▶ [Provided data]
__________________________________________________
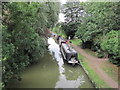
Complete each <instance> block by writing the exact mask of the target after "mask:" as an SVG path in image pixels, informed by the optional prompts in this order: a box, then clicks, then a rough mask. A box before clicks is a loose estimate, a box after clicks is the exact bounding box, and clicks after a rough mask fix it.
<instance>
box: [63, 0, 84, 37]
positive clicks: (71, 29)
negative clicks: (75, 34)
mask: <svg viewBox="0 0 120 90" xmlns="http://www.w3.org/2000/svg"><path fill="white" fill-rule="evenodd" d="M82 10H83V8H82V7H80V4H79V3H78V2H67V3H66V4H65V7H64V9H63V11H62V12H63V13H64V14H65V23H63V24H62V29H63V30H64V31H65V33H66V35H67V37H69V36H70V37H71V38H73V37H74V36H75V32H76V31H77V29H78V25H79V24H80V23H81V22H82V20H81V18H80V17H81V16H82V14H83V12H82Z"/></svg>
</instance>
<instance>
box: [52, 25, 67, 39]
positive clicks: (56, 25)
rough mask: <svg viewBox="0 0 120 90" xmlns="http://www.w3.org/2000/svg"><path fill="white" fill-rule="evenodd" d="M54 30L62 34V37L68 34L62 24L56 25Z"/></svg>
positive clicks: (54, 28) (56, 33) (52, 30)
mask: <svg viewBox="0 0 120 90" xmlns="http://www.w3.org/2000/svg"><path fill="white" fill-rule="evenodd" d="M52 31H53V32H54V33H56V34H57V35H60V36H62V37H64V38H66V34H65V32H64V30H62V28H61V25H56V26H55V27H54V28H53V29H52Z"/></svg>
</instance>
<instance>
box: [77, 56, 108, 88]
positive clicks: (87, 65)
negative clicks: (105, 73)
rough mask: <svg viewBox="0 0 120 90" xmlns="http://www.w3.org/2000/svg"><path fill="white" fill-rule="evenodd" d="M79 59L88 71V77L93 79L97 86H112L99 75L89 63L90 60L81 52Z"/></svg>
mask: <svg viewBox="0 0 120 90" xmlns="http://www.w3.org/2000/svg"><path fill="white" fill-rule="evenodd" d="M78 59H79V60H80V63H81V65H82V67H83V68H84V69H85V71H86V72H87V75H88V77H89V78H90V79H91V80H92V82H93V83H94V84H95V86H96V88H110V86H108V85H107V84H106V83H105V82H104V81H103V80H102V79H101V78H100V77H99V76H98V75H97V73H96V72H95V71H94V70H93V69H92V68H91V67H90V66H89V65H88V62H86V61H85V57H83V56H82V55H81V54H78Z"/></svg>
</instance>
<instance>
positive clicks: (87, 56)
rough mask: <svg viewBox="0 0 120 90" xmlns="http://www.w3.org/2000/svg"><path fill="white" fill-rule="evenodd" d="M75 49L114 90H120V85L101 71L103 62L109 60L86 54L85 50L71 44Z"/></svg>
mask: <svg viewBox="0 0 120 90" xmlns="http://www.w3.org/2000/svg"><path fill="white" fill-rule="evenodd" d="M71 45H72V46H73V47H74V49H75V50H76V51H77V52H79V53H80V54H81V55H83V56H84V57H86V60H87V61H88V62H89V65H90V67H91V68H92V69H93V70H94V71H95V72H96V73H97V74H98V75H99V76H100V77H101V78H102V79H103V80H104V81H105V82H106V83H107V84H108V85H109V86H111V87H112V88H118V83H117V82H115V81H114V80H113V79H112V78H111V77H110V76H108V75H107V74H106V73H105V72H104V70H103V69H101V67H100V65H101V64H102V63H103V61H105V60H107V59H99V58H97V57H94V56H91V55H90V54H88V53H86V52H85V51H84V50H83V49H81V48H80V47H79V46H76V45H74V44H71Z"/></svg>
__________________________________________________
▶ [The problem] Transcribe the listing above verbatim. Omit the pictures.

▶ [Solution for this exercise]
Complete each <instance> block by writing the exact mask of the target after "mask:" as an SVG path in image pixels, informed by the optional prompts in this order: a box, then clicks, then a rough mask. A box before clicks is a loose estimate, a box after clicks is the exact bounding box, and clicks after a rough mask fix it.
<instance>
box: [63, 0, 84, 37]
positive clicks: (71, 29)
negative clicks: (75, 34)
mask: <svg viewBox="0 0 120 90" xmlns="http://www.w3.org/2000/svg"><path fill="white" fill-rule="evenodd" d="M82 10H83V8H82V7H80V4H79V3H78V2H67V3H66V4H65V7H64V9H63V11H62V12H63V13H64V14H65V23H63V24H62V29H63V30H64V31H65V33H66V35H67V37H69V36H70V37H71V38H73V37H74V36H75V32H76V31H77V29H78V25H79V24H80V23H81V22H82V20H81V18H80V17H81V16H82V14H83V12H82Z"/></svg>
</instance>
<instance>
box: [52, 25, 67, 39]
positive clicks: (56, 25)
rough mask: <svg viewBox="0 0 120 90" xmlns="http://www.w3.org/2000/svg"><path fill="white" fill-rule="evenodd" d="M54 30L62 34V37L68 34L62 24L56 25Z"/></svg>
positive clicks: (54, 28) (56, 33) (52, 30)
mask: <svg viewBox="0 0 120 90" xmlns="http://www.w3.org/2000/svg"><path fill="white" fill-rule="evenodd" d="M52 31H53V32H54V33H56V34H57V35H60V36H62V37H64V38H66V34H65V32H64V30H62V28H61V25H56V26H55V27H54V28H53V29H52Z"/></svg>
</instance>
<instance>
box: [77, 56, 108, 88]
positive clicks: (87, 65)
negative clicks: (105, 73)
rough mask: <svg viewBox="0 0 120 90" xmlns="http://www.w3.org/2000/svg"><path fill="white" fill-rule="evenodd" d="M79 59L88 71V77L93 79L97 86H112L99 75L89 63L90 60L81 52Z"/></svg>
mask: <svg viewBox="0 0 120 90" xmlns="http://www.w3.org/2000/svg"><path fill="white" fill-rule="evenodd" d="M78 59H79V60H80V63H81V65H82V67H83V68H84V69H85V71H86V72H87V75H88V77H89V78H90V79H91V80H92V82H93V83H94V84H95V86H96V88H110V86H108V85H107V84H106V83H105V82H104V81H103V80H102V79H101V78H100V77H99V76H98V75H97V73H96V72H95V71H94V70H93V69H92V68H91V67H90V66H89V65H88V62H86V61H85V57H83V56H82V55H81V54H78Z"/></svg>
</instance>
<instance>
positive clicks: (87, 56)
rough mask: <svg viewBox="0 0 120 90" xmlns="http://www.w3.org/2000/svg"><path fill="white" fill-rule="evenodd" d="M75 49L114 90H120V85L101 71L103 62L109 60L86 54L85 50L71 44Z"/></svg>
mask: <svg viewBox="0 0 120 90" xmlns="http://www.w3.org/2000/svg"><path fill="white" fill-rule="evenodd" d="M71 45H72V46H73V47H74V49H75V50H76V51H77V52H79V53H80V54H81V55H83V56H84V57H86V60H87V61H88V62H89V65H90V67H91V68H92V69H93V70H94V71H95V72H96V73H97V74H98V75H99V76H100V77H101V78H102V79H103V80H104V81H105V82H106V83H107V84H108V85H109V86H111V87H112V88H118V83H117V82H115V81H114V80H113V79H112V78H111V77H110V76H108V75H107V74H106V73H105V72H104V70H103V69H101V67H100V65H101V64H102V63H103V61H105V60H107V59H99V58H97V57H94V56H91V55H90V54H88V53H86V52H85V51H84V50H83V49H81V48H80V47H79V46H76V45H74V44H71Z"/></svg>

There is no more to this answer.